PROBLEM STATEMENT
Verbatim reproduction of the entries is required; images must be omitted.

THE INPUT
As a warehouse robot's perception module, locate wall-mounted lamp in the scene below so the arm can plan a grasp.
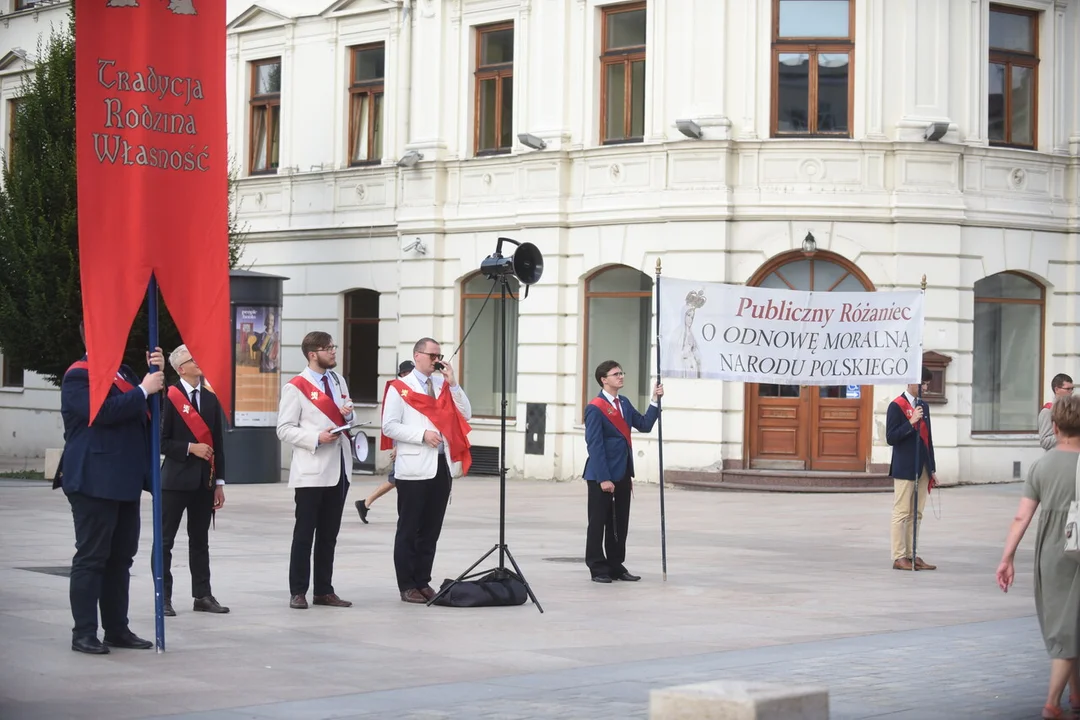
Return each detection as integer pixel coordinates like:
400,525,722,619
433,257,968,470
396,150,424,168
518,133,547,150
675,119,703,139
924,122,949,142
802,231,817,256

SOLUTION FOR THIS EXERCISE
As a warehouse robot's perception module, locate wall-mounted lamp in the scene below so the arm can plan a grasp.
Return each detection as integer pixel coordinates like:
400,525,722,619
433,257,968,470
396,150,424,168
518,133,547,150
675,119,703,139
924,122,949,142
802,231,817,256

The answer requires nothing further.